[Excerpted passage]
-*-
That is because it has. A month ago, the New York Times/Siena College poll showed Donald Trump ahead of Joe Biden nationally among likely voters 49% to 43%. But, if anything, the cross-tabs were worse. Biden’s lead among young voters and older voters was within the margin of error, while Trump was leading among white voters, the largest share of the electorate, by 17%.

For months, leading up to Biden’s decision to exit the race, the public had dreaded a Biden-Trump rematch. The race was defined by the question of who the “double haters” — who hated Trump and disliked Biden — would vote for. One voter summed up voter frustration: “Three-hundred-and-some-odd million people, and that’s all we can get?”

In the wake of the assassination attempt, and Trump’s triumphal appearance at the Republican National Convention, the race appeared to be all but over. Republican euphoria was as high then, as Democrat euphoria is now.

Early on in the primary season, Nikki Haley suggested that the first party to take the frustration of the electorate seriously and walk away from their octogenarian candidate would win the White House. And it appears she may have nailed it. The New York Times/Siena College poll published this morning paints a vastly different picture. The race has flipped by ten points, with Harris leading Trump among likely voters 50% to 46%. But again, it is in the cross-tabs that the dramatic differences are apparent. Harris now leads Trump among younger and older voters by 15 points and 13 points, respectively, and the candidates are tied among white voters.

It is notable that the poll has Harris winning 95% and 6% of Democrat and Republican votes, respectively, up from Biden winning 91% and 3% in the July poll. If Harris can pivot even slightly to the center, a Republican strategist commented to me, a substantially larger share of Republican voters are prepared to walk away from Trump, as they are well aware that the only hope they have of winning back their party is if Trump is humiliated in November.
-*-
[Given information]
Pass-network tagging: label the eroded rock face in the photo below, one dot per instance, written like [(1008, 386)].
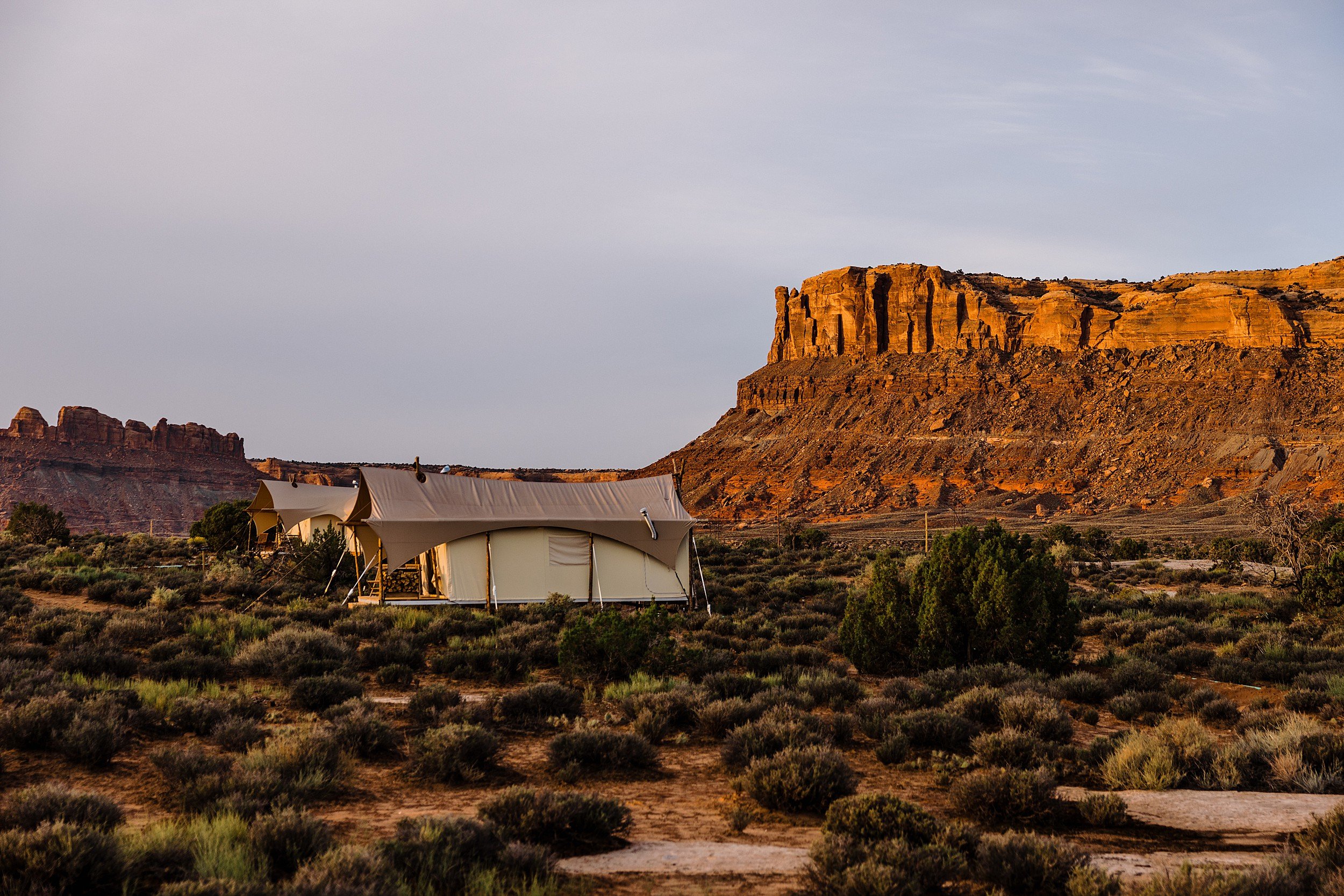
-*-
[Written problem 1] In the passage on the Harris–Trump polling, who suggested that the first party to walk away from its octogenarian candidate would win the White House?
[Written problem 2] Write the next part of the passage on the Harris–Trump polling, picking up after its final sentence.

[Task answer 1] Nikki Haley

[Task answer 2]
From the moment Joe Biden stepped out of the presidential race, Kamala Harris has demonstrated to the world that she was prepared for the moment. Her messaging and delivery, from one audience to the next, has been pitch perfect. Of particular note was the clarity of her response to anti-Israel protesters in Detroit chanting “Kamala! Kamala! You Can’t Hide! We Won’t Vote for Genocide!” She did not engage with them, and instead responded: “You know what, if you want Donald Trump to win, then say that. Otherwise, I’m speaking.”

Tim Walz was not my choice among the final crop of Vice Presidential candidates, but he appears to have been an inspired choice. As I looked at each of the finalists, they all had something to argue for them. Josh Shapiro offered the prospect of improving Democrats’ chances in Pennsylvania. Mark Kelly brought another battleground state an inch closer, along with a resume to die for. I had never heard of Tim Walz before my sister-in-law from Minneapolis asked me what I thought about his chances of being on the ticket within hours of Joe Biden stepping down. But it did not take long to realize that Walz offered something that looms to be far more important than a marginal improvement of Democratic odds in one battleground state; he offered the prospect of returning Democrats to their roots, and taking the fight to rural communities across the country.

Before Bill Clinton pivoted the Democratic Party to the center, and the lure of Wall Street money turned liberals into neoliberals; and, before that, when Vietnam and the culture wars brought the party fully under the sway of coastal elites; Democrats were the party of rural America. From Huey Long to Franklin Delano Roosevelt, the Democrats were the party of rural economic populism that is all of a sudden in vogue on the right.

As much as the Republican Party has come to dominate politics in rural America, improving the livelihoods of rural families has never been part of the Republican agenda. The GOP Platform has a section entitled “Protect American Workers and Farmers from Unfair Trade” but as an article in Barn Raiser points out, the ensuing narrative says nothing about either farmers or rural communities. Instead, dating back to Richard Nixon’s Southern Strategy, Republicans have cynically harvested rural votes by leveraging resentments against coastal elites, rather than delivering policies that help build a brighter future for those communities.

The selection of Tim Walz offers Democrats the prospect of making inroads into the GOP rural base by returning the party to its rural progressive roots. Born in rural Nebraska and formerly a member of Congress from rural Minnesota, Walz embraced an economic populism as Governor of Minnesota that dates back to the New Deal era, as he focused on assuring access to education and healthcare for low income and rural families. Clearly, the Harris campaign has this in mind, as the campaign quickly launched its “Rural Americans for Harris,” initiative to target rural communities.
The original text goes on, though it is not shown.